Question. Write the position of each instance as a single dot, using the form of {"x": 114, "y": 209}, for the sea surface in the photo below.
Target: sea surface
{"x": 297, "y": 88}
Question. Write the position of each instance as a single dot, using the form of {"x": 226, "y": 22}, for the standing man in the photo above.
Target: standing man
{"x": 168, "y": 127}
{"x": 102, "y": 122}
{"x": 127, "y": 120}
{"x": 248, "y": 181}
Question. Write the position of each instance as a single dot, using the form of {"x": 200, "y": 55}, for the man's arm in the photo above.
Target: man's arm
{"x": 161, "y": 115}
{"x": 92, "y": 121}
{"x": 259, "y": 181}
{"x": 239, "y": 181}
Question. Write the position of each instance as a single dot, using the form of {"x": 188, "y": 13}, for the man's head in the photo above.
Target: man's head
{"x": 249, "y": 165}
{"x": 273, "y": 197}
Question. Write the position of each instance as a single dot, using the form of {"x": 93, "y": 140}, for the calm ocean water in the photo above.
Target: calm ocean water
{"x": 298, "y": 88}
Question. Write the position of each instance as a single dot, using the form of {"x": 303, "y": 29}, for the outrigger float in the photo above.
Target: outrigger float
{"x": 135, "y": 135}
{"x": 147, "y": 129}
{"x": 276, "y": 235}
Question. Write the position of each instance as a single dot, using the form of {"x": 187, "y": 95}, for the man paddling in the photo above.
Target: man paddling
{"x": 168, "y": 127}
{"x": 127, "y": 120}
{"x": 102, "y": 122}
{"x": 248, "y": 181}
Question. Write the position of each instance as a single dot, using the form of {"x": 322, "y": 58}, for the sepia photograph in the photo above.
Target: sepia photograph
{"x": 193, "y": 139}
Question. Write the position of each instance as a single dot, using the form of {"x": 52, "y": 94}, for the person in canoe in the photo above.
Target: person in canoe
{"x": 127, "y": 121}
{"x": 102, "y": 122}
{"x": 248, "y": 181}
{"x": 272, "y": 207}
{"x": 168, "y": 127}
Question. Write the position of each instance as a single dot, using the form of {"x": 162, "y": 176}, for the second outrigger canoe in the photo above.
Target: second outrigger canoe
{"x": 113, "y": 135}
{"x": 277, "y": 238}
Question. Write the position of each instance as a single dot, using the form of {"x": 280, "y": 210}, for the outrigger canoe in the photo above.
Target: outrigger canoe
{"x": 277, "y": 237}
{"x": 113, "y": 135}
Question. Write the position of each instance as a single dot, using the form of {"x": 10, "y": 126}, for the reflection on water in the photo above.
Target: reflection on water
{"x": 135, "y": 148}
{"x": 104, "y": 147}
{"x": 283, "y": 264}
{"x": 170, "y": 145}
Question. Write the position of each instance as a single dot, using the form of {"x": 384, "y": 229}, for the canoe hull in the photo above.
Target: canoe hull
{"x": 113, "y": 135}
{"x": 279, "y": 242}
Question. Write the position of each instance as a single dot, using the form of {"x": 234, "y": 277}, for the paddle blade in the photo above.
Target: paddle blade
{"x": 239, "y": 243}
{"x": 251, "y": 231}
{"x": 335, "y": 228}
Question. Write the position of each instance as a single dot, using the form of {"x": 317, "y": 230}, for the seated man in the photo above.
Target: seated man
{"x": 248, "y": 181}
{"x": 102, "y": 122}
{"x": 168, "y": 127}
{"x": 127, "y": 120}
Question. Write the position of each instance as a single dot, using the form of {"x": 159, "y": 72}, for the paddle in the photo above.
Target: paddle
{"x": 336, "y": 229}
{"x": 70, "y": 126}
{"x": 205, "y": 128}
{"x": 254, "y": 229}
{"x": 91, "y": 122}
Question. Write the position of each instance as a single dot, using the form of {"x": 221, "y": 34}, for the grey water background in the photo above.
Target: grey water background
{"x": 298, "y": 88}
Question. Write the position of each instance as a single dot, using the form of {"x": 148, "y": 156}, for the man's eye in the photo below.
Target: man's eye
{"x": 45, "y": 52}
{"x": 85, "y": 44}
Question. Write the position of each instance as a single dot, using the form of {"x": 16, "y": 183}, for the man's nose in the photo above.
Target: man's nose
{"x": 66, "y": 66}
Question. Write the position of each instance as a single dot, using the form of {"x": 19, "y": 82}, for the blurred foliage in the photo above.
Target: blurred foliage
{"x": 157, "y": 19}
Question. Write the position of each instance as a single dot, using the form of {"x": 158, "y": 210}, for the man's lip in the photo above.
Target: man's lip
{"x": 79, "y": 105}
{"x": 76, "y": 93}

_____

## [DIRECTIONS]
Return, unchanged, each line from the line containing "paddle in the photo above." through the last line of the material.

## [THE OUTPUT]
Question. Write the position of each instance as a single dot, using the form of {"x": 159, "y": 72}, for the paddle in the photo above.
Target: paddle
{"x": 336, "y": 229}
{"x": 70, "y": 126}
{"x": 205, "y": 128}
{"x": 254, "y": 229}
{"x": 91, "y": 122}
Question. Write the position of each instance as a single dot, using the form of {"x": 221, "y": 34}, for the grey water background in the photo above.
Target: grey water background
{"x": 298, "y": 88}
Question. Write the position of each instance as a single dot, using the form of {"x": 148, "y": 156}, for the man's eye in the photo below.
Target: man's eye
{"x": 45, "y": 52}
{"x": 85, "y": 44}
Question. Write the position of each instance as a single dot, using the form of {"x": 16, "y": 183}, for the man's nose in the photo above.
Target: man's nose
{"x": 66, "y": 66}
Question. Write the position of each instance as a single dot, using the form of {"x": 19, "y": 82}, for the blurred foliage in the photo above.
Target: blurred foliage
{"x": 157, "y": 19}
Question. Write the position of each instance as a single dot, using the form of {"x": 158, "y": 210}, for the man's lip in the photo above.
Target: man's lip
{"x": 79, "y": 105}
{"x": 76, "y": 93}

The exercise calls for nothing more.